Frequently Asked Questions

What is New Materialism?

New Materialism is a philosophical framework that integrates material realities with discursive practices, challenging traditional dualisms like subject/object and culture/nature. It emphasizes the agency of matter and the material-discursive entanglements that shape phenomena.

How did New Materialism evolve from classical materialism?

New Materialism traces its origins to classical materialism, which focused on the physical substance of the world. It evolved through engagements with dialectical materialism, phenomenology, and post-structuralism, adopting a more dynamic view that emphasizes the interplay between material conditions and discursive practices.

What role does feminist theory play in New Materialism?

Feminist theory has significantly influenced New Materialism by highlighting the material dimensions of gendered bodies and environments. It has brought attention to how identities and power dynamics are both materially and discursively constructed, advocating for a holistic approach to understanding societal phenomena.

How does New Materialism critique traditional dualisms in discourse analysis?

New Materialism critiques traditional dualisms by arguing that material and discursive elements are not separate but co-constitutive. This perspective challenges the separation of mind and body, culture and nature, suggesting that these elements interact continuously to shape reality.

Point-per-instance localization listing ->
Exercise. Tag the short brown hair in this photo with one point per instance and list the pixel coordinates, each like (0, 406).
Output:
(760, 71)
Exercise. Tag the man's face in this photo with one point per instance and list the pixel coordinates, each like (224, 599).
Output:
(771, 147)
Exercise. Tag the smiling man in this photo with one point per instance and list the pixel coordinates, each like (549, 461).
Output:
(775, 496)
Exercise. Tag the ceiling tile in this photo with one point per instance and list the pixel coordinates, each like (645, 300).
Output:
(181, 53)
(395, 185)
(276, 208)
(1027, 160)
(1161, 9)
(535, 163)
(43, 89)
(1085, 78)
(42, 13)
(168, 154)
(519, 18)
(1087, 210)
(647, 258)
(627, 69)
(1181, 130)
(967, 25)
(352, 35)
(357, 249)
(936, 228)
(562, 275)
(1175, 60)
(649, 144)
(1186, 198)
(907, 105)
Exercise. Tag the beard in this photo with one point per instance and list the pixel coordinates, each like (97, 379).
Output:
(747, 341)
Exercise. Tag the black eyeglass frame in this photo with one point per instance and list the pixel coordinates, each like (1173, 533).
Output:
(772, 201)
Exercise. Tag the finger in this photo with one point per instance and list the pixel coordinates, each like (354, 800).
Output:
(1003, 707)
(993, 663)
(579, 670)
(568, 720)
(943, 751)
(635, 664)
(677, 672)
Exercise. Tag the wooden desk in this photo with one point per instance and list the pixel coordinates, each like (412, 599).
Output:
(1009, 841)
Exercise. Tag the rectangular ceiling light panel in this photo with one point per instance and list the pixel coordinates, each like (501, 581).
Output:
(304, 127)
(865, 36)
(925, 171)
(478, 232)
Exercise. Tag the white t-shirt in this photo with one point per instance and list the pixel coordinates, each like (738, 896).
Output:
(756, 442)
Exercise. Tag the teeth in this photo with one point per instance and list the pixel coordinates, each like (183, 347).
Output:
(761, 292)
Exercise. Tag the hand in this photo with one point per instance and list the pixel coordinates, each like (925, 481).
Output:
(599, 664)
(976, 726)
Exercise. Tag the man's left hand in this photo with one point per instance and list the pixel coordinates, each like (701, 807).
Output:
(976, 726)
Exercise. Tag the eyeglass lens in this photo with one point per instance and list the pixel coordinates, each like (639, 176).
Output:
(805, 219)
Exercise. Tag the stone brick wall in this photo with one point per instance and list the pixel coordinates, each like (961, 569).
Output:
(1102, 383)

What you need to do ->
#1 Answer these questions using the New Materialism FAQ:
(a) What did classical materialism focus on?
(b) Which three traditions did New Materialism engage with as it evolved?
(c) What has feminist theory highlighted within New Materialism?
#2 Continue the New Materialism FAQ from its final answer, keeping the same question-and-answer format.
This listing was drawn from a separate source and is unrelated to the text.

Expected outputs ->
#1
(a) The physical substance of the world.
(b) Dialectical materialism, phenomenology, and post-structuralism.
(c) The material dimensions of gendered bodies and environments.

#2
What are the implications of New Materialism for discourse analysis?

New Materialism encourages discourse analysts to consider the material aspects of discursive practices, recognizing how physical contexts, bodies, and objects contribute to and are shaped by discourse. This approach broadens the scope of discourse analysis to include the influence of tangible material conditions.

How does New Materialism address the agency of matter?

New Materialism posits that matter has agency, meaning that it participates in and influences social phenomena. This view extends the concept of agency beyond humans to include non-human and inanimate objects, acknowledging their role in shaping cultural and social dynamics.

What is meant by “material-discursive entanglement”?

Material-discursive entanglement refers to the idea that material conditions and discursive practices are intricately linked and cannot be understood in isolation. This concept is central to New Materialism and highlights how material and discursive elements influence and determine each other.

How does New Materialism influence research methodologies in the humanities and social sciences?

New Materialism influences research methodologies by encouraging scholars to incorporate material conditions into their analyses. This includes examining how physical environments, technological artifacts, and bodily experiences affect and are affected by discursive processes.

Can New Materialism be considered a response to post-structuralism?

Yes, New Materialism can be seen as a response to post-structuralism, particularly in its emphasis on the material aspects of discourse. While post-structuralism focused on language and power, New Materialism brings the material back into the conversation, addressing what some critics see as the neglect of the physical in post-structuralist thought.

What challenges does New Materialism face in its application?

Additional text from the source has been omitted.